Object outline annotations:

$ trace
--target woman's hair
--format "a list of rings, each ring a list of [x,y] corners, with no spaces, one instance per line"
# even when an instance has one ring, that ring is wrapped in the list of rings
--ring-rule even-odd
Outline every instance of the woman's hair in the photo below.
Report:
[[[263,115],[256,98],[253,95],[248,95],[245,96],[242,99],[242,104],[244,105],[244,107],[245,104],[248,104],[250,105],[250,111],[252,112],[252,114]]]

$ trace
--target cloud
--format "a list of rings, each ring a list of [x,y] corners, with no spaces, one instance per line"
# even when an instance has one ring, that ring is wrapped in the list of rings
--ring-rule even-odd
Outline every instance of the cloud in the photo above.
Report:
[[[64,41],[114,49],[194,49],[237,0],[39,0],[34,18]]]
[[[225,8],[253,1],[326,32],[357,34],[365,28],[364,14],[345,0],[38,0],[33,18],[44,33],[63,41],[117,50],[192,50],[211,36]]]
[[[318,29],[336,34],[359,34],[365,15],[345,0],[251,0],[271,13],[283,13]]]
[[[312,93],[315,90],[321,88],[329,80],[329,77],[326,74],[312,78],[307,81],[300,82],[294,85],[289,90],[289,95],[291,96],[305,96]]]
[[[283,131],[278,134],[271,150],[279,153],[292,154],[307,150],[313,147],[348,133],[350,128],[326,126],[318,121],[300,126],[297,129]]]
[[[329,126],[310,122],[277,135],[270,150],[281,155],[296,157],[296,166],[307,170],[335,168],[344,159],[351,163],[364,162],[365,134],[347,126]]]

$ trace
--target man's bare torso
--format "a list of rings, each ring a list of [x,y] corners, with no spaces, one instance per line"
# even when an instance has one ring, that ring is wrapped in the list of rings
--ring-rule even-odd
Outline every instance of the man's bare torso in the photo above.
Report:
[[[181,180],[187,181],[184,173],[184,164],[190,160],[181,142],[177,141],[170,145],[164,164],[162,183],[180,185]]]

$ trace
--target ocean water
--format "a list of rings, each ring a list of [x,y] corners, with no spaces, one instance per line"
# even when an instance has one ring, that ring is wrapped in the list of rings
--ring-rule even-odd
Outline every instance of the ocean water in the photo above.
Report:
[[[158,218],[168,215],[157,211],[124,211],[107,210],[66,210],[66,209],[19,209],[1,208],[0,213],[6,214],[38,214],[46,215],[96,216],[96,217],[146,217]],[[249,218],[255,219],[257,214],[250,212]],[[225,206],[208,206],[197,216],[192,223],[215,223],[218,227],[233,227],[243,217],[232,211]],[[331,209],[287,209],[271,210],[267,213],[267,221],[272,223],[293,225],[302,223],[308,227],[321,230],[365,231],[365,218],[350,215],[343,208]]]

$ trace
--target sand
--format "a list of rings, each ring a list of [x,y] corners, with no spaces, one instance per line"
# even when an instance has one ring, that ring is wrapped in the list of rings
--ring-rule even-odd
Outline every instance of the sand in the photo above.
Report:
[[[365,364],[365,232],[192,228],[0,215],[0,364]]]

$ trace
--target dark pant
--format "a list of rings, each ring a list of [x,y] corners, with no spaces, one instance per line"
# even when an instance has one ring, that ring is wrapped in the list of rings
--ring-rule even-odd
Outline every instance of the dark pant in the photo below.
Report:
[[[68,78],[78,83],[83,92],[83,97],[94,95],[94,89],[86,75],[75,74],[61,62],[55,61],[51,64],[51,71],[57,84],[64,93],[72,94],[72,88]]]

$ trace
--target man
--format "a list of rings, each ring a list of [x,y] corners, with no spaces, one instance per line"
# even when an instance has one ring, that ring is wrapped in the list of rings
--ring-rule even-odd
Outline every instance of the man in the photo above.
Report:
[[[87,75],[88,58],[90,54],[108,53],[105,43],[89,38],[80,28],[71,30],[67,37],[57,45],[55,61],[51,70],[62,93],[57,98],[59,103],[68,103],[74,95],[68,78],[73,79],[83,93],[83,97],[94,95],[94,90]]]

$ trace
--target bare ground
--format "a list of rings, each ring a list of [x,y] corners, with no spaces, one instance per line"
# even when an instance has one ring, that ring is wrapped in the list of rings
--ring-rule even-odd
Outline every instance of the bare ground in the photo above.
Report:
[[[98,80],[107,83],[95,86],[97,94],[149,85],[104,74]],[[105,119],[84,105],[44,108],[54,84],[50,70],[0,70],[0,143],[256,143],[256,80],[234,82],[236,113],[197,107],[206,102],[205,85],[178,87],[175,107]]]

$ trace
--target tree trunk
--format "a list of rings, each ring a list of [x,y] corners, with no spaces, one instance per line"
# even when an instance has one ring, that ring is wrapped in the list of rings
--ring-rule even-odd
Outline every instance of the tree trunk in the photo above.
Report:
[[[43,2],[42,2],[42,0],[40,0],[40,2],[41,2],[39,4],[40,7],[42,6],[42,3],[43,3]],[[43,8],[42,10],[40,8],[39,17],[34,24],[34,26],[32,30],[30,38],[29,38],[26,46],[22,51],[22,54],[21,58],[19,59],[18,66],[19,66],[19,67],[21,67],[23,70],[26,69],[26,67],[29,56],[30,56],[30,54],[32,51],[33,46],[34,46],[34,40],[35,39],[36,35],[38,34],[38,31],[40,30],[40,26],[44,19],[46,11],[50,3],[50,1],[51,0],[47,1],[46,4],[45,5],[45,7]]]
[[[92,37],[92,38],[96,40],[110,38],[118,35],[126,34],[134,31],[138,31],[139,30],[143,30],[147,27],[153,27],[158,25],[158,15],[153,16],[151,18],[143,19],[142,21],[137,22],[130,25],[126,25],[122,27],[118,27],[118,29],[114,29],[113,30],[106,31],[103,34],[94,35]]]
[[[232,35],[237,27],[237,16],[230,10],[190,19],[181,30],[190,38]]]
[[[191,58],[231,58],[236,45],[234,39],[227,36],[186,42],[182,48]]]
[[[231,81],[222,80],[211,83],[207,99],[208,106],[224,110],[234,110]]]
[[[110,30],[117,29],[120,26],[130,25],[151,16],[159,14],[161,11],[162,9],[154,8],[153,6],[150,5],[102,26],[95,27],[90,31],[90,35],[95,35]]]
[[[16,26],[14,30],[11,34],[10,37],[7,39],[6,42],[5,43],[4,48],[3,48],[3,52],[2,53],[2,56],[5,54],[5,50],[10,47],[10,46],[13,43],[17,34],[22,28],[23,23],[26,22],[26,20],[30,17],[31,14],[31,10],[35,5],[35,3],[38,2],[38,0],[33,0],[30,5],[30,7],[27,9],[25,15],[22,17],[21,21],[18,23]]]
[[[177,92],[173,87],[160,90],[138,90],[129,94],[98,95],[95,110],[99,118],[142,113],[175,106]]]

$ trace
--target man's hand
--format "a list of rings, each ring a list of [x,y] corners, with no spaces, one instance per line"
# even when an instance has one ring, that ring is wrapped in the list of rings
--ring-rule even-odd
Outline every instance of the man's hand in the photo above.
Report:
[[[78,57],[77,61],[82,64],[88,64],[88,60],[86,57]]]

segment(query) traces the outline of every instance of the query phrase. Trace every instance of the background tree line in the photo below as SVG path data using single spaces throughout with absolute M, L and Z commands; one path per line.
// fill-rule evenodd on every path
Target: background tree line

* [PROBLEM TO SOLVE] The records above should be repeated in full, exactly as given.

* [FINISHED ANSWER]
$ trace
--target woman's hair
--format "a list of rings, each ring a list of [x,y] corners, with no spaces, one instance per line"
# even when an instance has one ring, that ring is wrapped in the list of rings
--ring-rule even-odd
Outline every instance of the woman's hair in the photo below.
Report:
[[[263,115],[256,98],[253,95],[248,95],[245,96],[242,99],[242,104],[244,105],[244,107],[245,104],[248,104],[250,105],[250,111],[252,112],[252,114]]]

$ trace
--target cloud
--format "a list of rings, each ring a list of [x,y] corners, with no spaces, one instance per line"
# even when an instance has one ring, that ring is wrapped in the list of rings
--ring-rule even-odd
Outline every instance of the cloud in the photo above.
Report:
[[[64,41],[114,49],[194,49],[237,0],[39,0],[34,18]]]
[[[225,8],[253,1],[326,32],[357,34],[365,28],[364,14],[345,0],[38,0],[33,18],[44,33],[63,41],[117,50],[192,50],[211,36]]]
[[[318,29],[336,34],[359,34],[365,15],[345,0],[251,0],[271,13],[283,13]]]
[[[312,93],[315,90],[321,88],[329,80],[329,77],[326,74],[312,78],[307,81],[300,82],[294,85],[289,90],[289,95],[291,96],[305,96]]]
[[[283,131],[278,134],[271,150],[279,153],[292,154],[307,150],[313,147],[348,133],[350,128],[326,126],[318,121],[300,126],[297,129]]]
[[[329,126],[310,122],[277,135],[270,150],[281,155],[296,157],[296,166],[307,170],[335,168],[344,159],[351,163],[364,162],[365,134],[347,126]]]

$ trace
--target man's bare torso
--format "a list of rings, each ring a list of [x,y] corners, with no spaces, one instance per line"
# even when an instance has one ring, that ring is wrapped in the list of rings
--ring-rule even-odd
Outline every instance of the man's bare torso in the photo above.
Report:
[[[181,180],[187,181],[184,173],[184,164],[190,160],[181,142],[177,141],[170,145],[164,164],[162,183],[180,185]]]

$ trace
--target ocean water
--format "a list of rings, each ring a list of [x,y] corners, with no spaces, one instance per line"
# even when an instance has one ring, that ring is wrapped in the list of rings
--ring-rule even-odd
Outline every instance of the ocean water in the photo above.
Report:
[[[158,218],[168,215],[157,211],[124,211],[107,210],[66,210],[66,209],[19,209],[1,208],[0,213],[6,214],[38,214],[46,215],[96,216],[96,217],[146,217]],[[249,218],[255,219],[257,214],[250,212]],[[225,206],[208,206],[197,216],[192,223],[215,223],[218,227],[233,227],[243,217],[232,211]],[[331,209],[287,209],[271,210],[267,213],[267,221],[272,223],[293,225],[302,223],[308,227],[321,230],[365,231],[365,218],[350,215],[343,208]]]

$ trace
--target sand
--format "a list of rings, each ring a list of [x,y] corners, with no spaces, one instance per line"
# even when an instance has one ring, that ring is wrapped in the list of rings
--ring-rule even-odd
Outline every instance of the sand in the photo above.
Report:
[[[365,364],[365,232],[192,228],[0,215],[0,364]]]

$ trace
--target dark pant
--format "a list of rings, each ring a list of [x,y] corners, with no spaces, one instance per line"
# even when an instance has one ring, that ring is wrapped in the list of rings
--ring-rule even-odd
Outline every instance of the dark pant in the photo below.
Report:
[[[68,78],[78,83],[83,92],[83,97],[94,95],[94,89],[86,75],[75,74],[61,62],[55,61],[51,64],[51,71],[57,84],[64,93],[72,94],[72,88]]]

$ trace
--target man
--format "a list of rings, each ring a list of [x,y] corners, with no spaces, one instance per line"
# even when an instance has one ring, that ring is wrapped in the list of rings
--ring-rule even-odd
Outline every instance of the man in the photo above.
Report:
[[[87,75],[88,58],[90,54],[108,53],[105,43],[89,38],[80,28],[71,30],[67,37],[57,45],[55,61],[51,70],[62,93],[57,98],[59,103],[68,103],[74,95],[68,78],[73,79],[83,93],[83,97],[94,95],[94,90]]]

$ trace
--target bare ground
--format "a list of rings, each ring a list of [x,y] corners, with no spaces, one instance per line"
# even when an instance has one ring, that ring is wrapped in the list of rings
--ring-rule even-odd
Outline every instance of the bare ground in the photo above.
Report:
[[[98,80],[107,83],[95,86],[97,94],[149,85],[104,74]],[[105,119],[84,105],[44,108],[54,84],[50,70],[0,70],[0,143],[256,143],[256,80],[234,82],[236,113],[197,107],[206,102],[205,85],[178,87],[175,107]]]

$ trace
--target tree trunk
--format "a list of rings, each ring a list of [x,y] corners, with no spaces, one instance per line"
# even when an instance has one ring, that ring is wrapped in the list of rings
--ring-rule even-odd
Outline every instance of the tree trunk in the photo above.
Report:
[[[43,2],[42,2],[42,0],[40,0],[40,2],[41,2],[39,4],[40,7],[42,6],[42,3],[43,3]],[[43,8],[42,10],[40,8],[39,17],[34,24],[34,26],[32,30],[30,38],[29,38],[26,46],[22,51],[22,54],[21,58],[19,59],[18,66],[19,66],[19,67],[21,67],[23,70],[26,69],[26,67],[29,56],[30,56],[30,54],[32,51],[33,46],[34,46],[34,40],[35,39],[36,35],[38,34],[38,31],[40,30],[40,26],[44,19],[46,11],[50,3],[50,1],[51,0],[47,1],[46,4],[45,5],[45,7]]]
[[[92,37],[92,38],[96,40],[110,38],[118,35],[126,34],[134,31],[138,31],[139,30],[143,30],[147,27],[153,27],[158,25],[158,15],[153,16],[151,18],[143,19],[142,21],[137,22],[130,25],[126,25],[122,27],[118,27],[118,29],[114,29],[113,30],[106,31],[103,34],[94,35]]]
[[[232,35],[237,27],[237,16],[230,10],[190,19],[181,30],[190,38]]]
[[[191,58],[231,58],[236,45],[234,39],[227,36],[186,42],[182,48]]]
[[[231,81],[222,80],[211,83],[207,99],[208,106],[224,110],[234,110]]]
[[[110,30],[117,29],[120,26],[130,25],[151,16],[159,14],[161,11],[162,9],[154,8],[153,6],[150,5],[102,26],[95,27],[90,31],[90,35],[95,35]]]
[[[16,26],[14,30],[11,34],[10,37],[7,39],[6,42],[5,43],[4,48],[3,48],[3,52],[2,53],[2,56],[5,54],[5,50],[10,47],[10,46],[13,43],[17,34],[22,28],[23,23],[26,22],[26,20],[30,17],[31,14],[31,10],[35,5],[35,3],[38,2],[38,0],[33,0],[30,5],[30,7],[27,9],[25,15],[22,17],[21,21],[18,23]]]
[[[177,92],[173,87],[160,90],[138,90],[129,94],[98,95],[95,110],[99,118],[142,113],[175,106]]]

$ trace
--target man's hand
--format "a list of rings, each ring a list of [x,y] corners, with no spaces, one instance per line"
# even when an instance has one ring, that ring is wrapped in the list of rings
--ring-rule even-odd
Outline every instance of the man's hand in the photo above.
Report:
[[[78,57],[77,61],[82,64],[88,64],[88,60],[86,57]]]

segment(query) traces the outline of every instance of the query phrase. Trace every instance of the background tree line in the photo below as SVG path data using single spaces throughout with absolute M, L and Z commands; one path per line.
// fill-rule evenodd on every path
Target: background tree line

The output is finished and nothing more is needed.